▶ _Reading passage_

Ok, i'm reading them, i'm on the second one, now i haven't seen the last episodie.
Not gonna read your spoilers. :tongue:


----------



## CBC (May 9, 2011)

*what house are you?*

Tyrell, but there's a dark part of me who's into the Lannisters :blushed: 

*who's your favorite character?*

Favourite male character is Tywin. So powerful, shrewd and mean. Favourite female characters: Arya, and early Daenerys (she's getting a little too uppity for my tastes these days).

*best storyline?*

I am loving the Hound and Arya, they should have a spinoff show where they solve crimes and kick ass.

*worst death so far?*

The pregnant stabbing of Jeyne Westerling was tough, I liked her more than I liked Robb. Ned was a hard one to watch as well. 

*who are you most like?*

I like to think I'm like Lady Margaery, but I'm less smart for sure.
*
who's the sexiest?*

Jorah Mormont, manly/tough yet classy. Also, knows how to take orders from a lady.

*best episode?*

The one where Danny goes Dracaris on all of their asses :kitteh:

*the books or the show?*

The show...sorry 

*george rr martin: genius or sick fuck?*

Can't he be both?


----------



## SweetPickles (Mar 19, 2012)

DonutsGalacticos said:


> Ok, i'm reading them, i'm on the second one, now i haven't seen the last episodie.
> Not gonna read your spoilers. :tongue:


LOL, you still won't like her, she's an acquired taste. I think she is overlooked, I only just started realizing her awesomeness.


----------



## Brother (Sep 21, 2013)

One thing bothered me in the new episode. To no end.


* *




Jon Snow's raid on Craster's Keep. They fought 10 out of the 11 mutineers. They were drunk, unprepared, disorganised. And we watched Jon kill at least 4 by himself. And they somehow managed to lose 4 Crows, not counting Locke? For fuck's sake, at least make it _seem_ like the fight's not just shit. Ugh.


----------



## VoodooDolls (Jul 30, 2013)

Hodor is a cool guy, probably on my top 3 favourite characters.


----------



## SweetPickles (Mar 19, 2012)

So is Ramsey Snow the new Joffrey? Good God!


----------



## 89338 (Apr 15, 2014)

Nah, he've always been a douche. But now he's just badass! Still a douche, just a badass douche.


----------



## Shadows10Girl (Aug 11, 2013)

▶ _Data provided_
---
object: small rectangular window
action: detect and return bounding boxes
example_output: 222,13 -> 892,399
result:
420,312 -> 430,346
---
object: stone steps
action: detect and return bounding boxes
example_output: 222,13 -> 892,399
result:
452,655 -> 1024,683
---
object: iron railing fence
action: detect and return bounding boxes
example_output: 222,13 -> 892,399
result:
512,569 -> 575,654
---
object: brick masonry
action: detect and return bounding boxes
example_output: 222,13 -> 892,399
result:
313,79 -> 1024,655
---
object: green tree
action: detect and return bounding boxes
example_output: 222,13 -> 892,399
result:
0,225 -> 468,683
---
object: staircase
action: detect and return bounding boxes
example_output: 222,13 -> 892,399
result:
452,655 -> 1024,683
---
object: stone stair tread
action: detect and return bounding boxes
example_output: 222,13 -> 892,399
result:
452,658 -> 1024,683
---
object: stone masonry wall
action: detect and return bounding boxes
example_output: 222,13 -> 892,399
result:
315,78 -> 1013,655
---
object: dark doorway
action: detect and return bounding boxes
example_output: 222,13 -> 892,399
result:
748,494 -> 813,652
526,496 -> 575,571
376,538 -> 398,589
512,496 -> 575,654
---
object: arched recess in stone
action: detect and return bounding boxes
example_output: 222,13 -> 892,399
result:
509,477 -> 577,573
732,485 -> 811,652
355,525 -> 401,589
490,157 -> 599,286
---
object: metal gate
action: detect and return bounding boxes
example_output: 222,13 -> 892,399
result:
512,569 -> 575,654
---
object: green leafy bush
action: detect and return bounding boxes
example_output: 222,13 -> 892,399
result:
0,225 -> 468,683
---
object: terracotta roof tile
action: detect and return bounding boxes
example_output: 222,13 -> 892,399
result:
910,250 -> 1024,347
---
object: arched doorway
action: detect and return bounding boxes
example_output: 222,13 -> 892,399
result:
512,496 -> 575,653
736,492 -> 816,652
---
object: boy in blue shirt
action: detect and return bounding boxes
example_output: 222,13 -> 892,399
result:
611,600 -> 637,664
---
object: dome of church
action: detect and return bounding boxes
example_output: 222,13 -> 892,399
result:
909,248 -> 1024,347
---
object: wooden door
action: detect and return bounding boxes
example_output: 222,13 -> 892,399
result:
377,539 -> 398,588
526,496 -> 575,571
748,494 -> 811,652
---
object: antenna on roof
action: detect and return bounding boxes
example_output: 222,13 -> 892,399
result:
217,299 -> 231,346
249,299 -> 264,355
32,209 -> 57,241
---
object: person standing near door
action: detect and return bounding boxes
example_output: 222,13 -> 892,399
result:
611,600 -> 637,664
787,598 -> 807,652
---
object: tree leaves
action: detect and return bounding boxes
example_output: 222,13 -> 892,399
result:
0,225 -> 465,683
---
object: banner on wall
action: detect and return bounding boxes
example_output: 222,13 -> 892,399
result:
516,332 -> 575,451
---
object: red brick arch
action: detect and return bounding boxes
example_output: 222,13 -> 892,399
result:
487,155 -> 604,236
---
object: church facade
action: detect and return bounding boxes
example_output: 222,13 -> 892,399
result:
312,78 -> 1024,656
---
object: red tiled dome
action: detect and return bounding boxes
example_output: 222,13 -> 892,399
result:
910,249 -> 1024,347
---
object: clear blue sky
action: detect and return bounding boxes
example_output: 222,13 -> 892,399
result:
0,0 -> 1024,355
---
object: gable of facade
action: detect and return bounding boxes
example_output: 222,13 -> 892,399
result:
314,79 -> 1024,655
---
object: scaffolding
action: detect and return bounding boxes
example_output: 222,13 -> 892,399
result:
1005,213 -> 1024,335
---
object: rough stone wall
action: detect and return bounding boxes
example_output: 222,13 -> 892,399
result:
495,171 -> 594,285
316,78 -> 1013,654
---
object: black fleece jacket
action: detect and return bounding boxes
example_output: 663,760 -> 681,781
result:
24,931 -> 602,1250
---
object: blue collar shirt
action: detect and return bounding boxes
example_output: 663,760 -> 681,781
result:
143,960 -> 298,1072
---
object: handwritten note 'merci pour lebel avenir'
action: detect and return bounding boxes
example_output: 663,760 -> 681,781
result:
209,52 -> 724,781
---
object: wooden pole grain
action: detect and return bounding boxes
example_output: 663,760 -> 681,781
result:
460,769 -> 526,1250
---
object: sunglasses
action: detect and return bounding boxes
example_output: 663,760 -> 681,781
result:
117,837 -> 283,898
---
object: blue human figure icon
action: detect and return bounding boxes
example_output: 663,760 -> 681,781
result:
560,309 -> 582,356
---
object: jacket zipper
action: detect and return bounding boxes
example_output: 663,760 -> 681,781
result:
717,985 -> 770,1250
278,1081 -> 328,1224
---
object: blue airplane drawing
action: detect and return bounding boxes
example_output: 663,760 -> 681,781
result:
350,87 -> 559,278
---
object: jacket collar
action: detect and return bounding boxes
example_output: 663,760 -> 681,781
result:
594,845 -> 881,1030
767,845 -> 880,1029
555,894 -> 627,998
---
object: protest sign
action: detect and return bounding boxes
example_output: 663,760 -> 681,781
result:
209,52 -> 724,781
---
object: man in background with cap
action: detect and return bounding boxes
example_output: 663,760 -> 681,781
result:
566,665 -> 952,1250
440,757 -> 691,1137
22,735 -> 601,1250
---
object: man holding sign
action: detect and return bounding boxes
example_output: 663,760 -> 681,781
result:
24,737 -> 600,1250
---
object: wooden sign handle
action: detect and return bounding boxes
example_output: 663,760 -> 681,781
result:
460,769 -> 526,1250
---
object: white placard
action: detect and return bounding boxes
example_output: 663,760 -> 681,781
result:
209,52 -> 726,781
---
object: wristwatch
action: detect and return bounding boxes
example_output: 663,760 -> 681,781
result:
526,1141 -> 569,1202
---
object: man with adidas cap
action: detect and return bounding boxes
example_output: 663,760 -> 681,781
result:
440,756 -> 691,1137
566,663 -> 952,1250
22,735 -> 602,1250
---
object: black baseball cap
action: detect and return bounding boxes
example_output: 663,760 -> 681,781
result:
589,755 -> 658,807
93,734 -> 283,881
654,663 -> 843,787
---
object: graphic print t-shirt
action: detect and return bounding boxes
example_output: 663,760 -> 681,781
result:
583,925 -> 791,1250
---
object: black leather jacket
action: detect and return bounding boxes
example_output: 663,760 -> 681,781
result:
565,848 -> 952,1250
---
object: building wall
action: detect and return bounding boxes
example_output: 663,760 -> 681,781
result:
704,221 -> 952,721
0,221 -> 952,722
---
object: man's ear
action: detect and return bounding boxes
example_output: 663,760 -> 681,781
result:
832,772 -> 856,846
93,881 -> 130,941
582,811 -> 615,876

▶ _What you need to do_
(a) Answer these about the Game of Thrones forum thread:
(i) Who does CBC name as favorite male character?
(ii) In the post about Jon Snow's raid on Craster's Keep, how many Crows were lost, not counting Locke?
(iii) Where does VoodooDolls rank Hodor among favorite characters?
(b) Please write the next part of the Game of Thrones forum thread, starting after its last line.
The material is separate from the Game of Thrones forum thread.

▶ _Responses in order_
(a)
(i) Tywin
(ii) 4
(iii) Probably in the top 3

(b)
*What house are you?
*House Martell

*Who's your favourite character?*
Daenarys

*best storyline?
*Bran's (I know people find it really boring but I like it) and Reek's AKA Theon.

*Worst death so far?*
Summer

*Who are you most like?*
Ygritte
*
Who's the sexiest?
*Margaery (I'm a straight woman but most of the guys on the show don't appeal accept maybe just maybe Ramsay but that's cause I saw him in Misfits and lets just say, hey!) 

*Best episode?
*Valar Morghulis

*the books or the show?*
Show. While the writer is great and intricate, he's too slow paced for myself. 

*George R.R. Martin: genius or sick fuck?
*Genius.


----------



## Redfish (May 6, 2014)

*what house are you?*

Baratheon, 'cause Stannis has the best, legitimate claim to the throne. But I understand the Martells. 

*who's your favorite character?*

Barristan Selmy seems like a righteous dude.

*best storyline?*

The White Walkers. I suspect they may not be evil, but that's just a hunch.

*worst death so far?*

Robb's wife. She was smoking hot, and I can't remember if we ever got a glance at her jubblies

*who are you most like?*

Bronn

*who's the sexiest?*

The wildling girl, Osha, who has Rickon.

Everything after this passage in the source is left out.